Since the information maintained in such systems is often confidential, the workflows must carefully manage who has access to what information in a particular stage of the workflow. For example, in a conference management system, PC members must declare conflicts of interest, and they should only see reviews of papers where no conflict exists. Authors eventually get access to reviews of their papers, but only when the process has reached the official notification stage, and without identifying information about the reviewers.
It is difficult to characterize the legitimate information flow in such systems with standard notions of secrecy. Classic information flow policies are often too strong. For example, noninterference [12] requires that the PC member cannot observe any difference when classified input, such as the reviews of papers where the PC member has a conflict of interest, is removed. This strong requirement is typically violated, because another PC member might, for example, nondeterministically post a message in a discussion about a paper where they both have no conflict. Weaker information flow policies, on the other hand, often turn out too weak. Nondeducibility [19], for example, only requires that an agent cannot deduce, i.e., conclusively determine, the classified information. The problem is that a piece of information is considered nondeducible already if, in the entire space of potential behaviors, there exists some other explanation. In reality, however, not all agents exhibit the full set of potentially possible behaviors, and an actual agent might be able to deduce far more than expected (cf. [15]).
Temporal logics for the specification of information flow [10] are an important step forward, because they make it possible to customize the secrecy properties. HyperLTL [7] is the linear-time representative of this class of logics. As an extension of linear-time temporal logic (LTL), HyperLTL can describe the precise circumstances under which a particular information flow policy must hold. While standard linear or branching-time logics, like LTL or CTL\(^*\), can only reason about the observations at a single computation trace at a time, and can thus, by themselves, not specify information flow, HyperLTL formulas use trace quantifiers and trace variables to simultaneously refer to multiple traces. For example, HyperLTL can directly express information flow properties like “for any pair of traces \(\pi , \pi '\), if the low-security observer sees the same inputs on \(\pi \) and \(\pi '\), then the low-security observer must also see the same outputs on \(\pi \) and \(\pi '\)”. The key limitation of HyperLTL for the specification of workflows is that it is a propositional logic. It is, hence, impossible to specify the information flow in workflows unless the number of agents is fixed a-priori. In this paper, we overcome this limitation.
Example workflow from a conference management system.

**YOUR INSTRUCTIONS:** Please answer from the workflow security passage: what is the key limitation of HyperLTL for specifying workflows? The material that comes next is separate from the workflow security passage.

**RECORDS:**
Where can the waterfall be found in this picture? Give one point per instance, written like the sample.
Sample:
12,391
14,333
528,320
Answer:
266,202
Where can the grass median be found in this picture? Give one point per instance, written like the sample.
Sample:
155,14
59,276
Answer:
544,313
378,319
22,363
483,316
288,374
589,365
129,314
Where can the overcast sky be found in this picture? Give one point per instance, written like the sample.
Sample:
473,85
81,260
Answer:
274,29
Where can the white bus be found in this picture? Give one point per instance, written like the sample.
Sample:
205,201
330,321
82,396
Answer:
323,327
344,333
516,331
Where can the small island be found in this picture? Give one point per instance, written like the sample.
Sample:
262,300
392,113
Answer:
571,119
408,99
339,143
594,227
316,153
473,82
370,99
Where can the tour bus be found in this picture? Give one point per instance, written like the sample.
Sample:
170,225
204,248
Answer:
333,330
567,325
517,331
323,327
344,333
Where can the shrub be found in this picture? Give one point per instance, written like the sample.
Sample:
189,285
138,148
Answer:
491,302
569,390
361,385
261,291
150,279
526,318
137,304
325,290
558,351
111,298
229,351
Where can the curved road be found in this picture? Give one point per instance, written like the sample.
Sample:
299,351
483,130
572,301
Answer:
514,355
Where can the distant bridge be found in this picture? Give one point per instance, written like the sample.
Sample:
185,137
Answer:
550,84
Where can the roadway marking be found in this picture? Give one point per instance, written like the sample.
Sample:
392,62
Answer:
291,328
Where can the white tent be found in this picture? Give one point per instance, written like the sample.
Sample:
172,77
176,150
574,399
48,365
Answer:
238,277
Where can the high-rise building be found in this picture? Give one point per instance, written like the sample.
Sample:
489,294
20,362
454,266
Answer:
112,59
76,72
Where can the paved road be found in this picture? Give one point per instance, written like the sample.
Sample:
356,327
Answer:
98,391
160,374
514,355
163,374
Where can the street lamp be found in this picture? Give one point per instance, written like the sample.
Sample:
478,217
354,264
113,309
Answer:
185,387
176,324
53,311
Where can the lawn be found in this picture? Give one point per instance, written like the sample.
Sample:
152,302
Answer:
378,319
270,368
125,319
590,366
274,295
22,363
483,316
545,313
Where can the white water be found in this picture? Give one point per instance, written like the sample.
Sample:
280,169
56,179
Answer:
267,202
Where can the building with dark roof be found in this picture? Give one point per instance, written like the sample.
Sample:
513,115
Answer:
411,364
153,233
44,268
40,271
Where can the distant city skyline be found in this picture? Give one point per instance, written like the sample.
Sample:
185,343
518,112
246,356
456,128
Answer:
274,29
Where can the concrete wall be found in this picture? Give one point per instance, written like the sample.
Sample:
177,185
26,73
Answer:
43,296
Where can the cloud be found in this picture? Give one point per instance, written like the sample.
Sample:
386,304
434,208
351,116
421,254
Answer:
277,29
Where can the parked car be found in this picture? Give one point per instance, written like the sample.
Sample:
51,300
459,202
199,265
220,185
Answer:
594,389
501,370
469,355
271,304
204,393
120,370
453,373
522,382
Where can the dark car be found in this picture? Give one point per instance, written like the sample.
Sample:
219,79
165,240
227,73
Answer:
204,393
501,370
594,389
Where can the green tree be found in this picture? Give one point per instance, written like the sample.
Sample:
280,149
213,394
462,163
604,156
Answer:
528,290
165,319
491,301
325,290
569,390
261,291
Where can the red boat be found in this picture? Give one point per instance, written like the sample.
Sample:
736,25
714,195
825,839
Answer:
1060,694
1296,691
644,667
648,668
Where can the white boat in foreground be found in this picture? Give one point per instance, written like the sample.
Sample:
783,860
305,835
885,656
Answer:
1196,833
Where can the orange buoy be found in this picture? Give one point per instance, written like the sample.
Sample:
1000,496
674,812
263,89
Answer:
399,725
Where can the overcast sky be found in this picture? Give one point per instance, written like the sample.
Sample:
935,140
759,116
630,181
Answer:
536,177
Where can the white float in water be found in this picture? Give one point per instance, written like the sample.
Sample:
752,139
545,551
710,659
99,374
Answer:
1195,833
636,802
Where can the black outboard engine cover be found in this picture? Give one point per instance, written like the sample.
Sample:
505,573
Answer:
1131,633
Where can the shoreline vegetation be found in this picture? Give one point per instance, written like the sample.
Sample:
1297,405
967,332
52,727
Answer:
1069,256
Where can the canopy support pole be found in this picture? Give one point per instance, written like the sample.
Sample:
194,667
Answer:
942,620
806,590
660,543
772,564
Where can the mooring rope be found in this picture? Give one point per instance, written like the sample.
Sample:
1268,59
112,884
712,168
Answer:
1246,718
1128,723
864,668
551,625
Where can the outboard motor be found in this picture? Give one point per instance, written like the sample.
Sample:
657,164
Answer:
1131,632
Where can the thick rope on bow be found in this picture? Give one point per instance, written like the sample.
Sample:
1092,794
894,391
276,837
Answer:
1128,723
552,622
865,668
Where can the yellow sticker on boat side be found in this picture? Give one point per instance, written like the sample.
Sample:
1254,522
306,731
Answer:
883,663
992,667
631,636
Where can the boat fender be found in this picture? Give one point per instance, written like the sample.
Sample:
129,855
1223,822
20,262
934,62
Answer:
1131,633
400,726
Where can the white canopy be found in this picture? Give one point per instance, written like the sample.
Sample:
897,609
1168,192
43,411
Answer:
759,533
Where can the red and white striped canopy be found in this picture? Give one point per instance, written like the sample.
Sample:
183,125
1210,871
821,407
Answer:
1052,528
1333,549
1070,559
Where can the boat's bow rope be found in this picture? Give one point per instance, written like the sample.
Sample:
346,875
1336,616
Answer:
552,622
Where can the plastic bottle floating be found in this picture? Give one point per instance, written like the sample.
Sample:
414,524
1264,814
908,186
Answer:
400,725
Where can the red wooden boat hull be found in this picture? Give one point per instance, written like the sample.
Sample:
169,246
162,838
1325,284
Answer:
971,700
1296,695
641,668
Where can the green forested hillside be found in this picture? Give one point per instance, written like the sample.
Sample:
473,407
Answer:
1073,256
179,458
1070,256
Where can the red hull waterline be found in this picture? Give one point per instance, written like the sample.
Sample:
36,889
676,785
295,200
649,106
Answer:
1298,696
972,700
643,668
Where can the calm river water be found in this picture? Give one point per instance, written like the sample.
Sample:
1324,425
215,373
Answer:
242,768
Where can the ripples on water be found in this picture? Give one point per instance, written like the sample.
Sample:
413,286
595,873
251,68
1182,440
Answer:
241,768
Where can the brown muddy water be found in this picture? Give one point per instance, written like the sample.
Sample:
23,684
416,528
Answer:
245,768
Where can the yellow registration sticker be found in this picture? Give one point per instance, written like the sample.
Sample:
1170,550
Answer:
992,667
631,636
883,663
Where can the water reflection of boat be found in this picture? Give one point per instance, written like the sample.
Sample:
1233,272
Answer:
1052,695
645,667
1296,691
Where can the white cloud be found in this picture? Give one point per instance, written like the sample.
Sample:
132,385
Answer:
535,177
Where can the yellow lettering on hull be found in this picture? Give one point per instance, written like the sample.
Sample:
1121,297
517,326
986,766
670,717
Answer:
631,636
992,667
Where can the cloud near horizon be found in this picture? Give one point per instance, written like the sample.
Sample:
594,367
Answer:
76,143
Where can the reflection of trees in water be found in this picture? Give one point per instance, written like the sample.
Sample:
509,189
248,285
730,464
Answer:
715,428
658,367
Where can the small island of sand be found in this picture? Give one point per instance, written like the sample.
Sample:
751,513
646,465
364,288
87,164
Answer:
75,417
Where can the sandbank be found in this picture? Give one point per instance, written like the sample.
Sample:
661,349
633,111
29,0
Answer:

**EXERCISE RESULT:** HyperLTL is a propositional logic, so it cannot specify the information flow in workflows unless the number of agents is fixed a priori.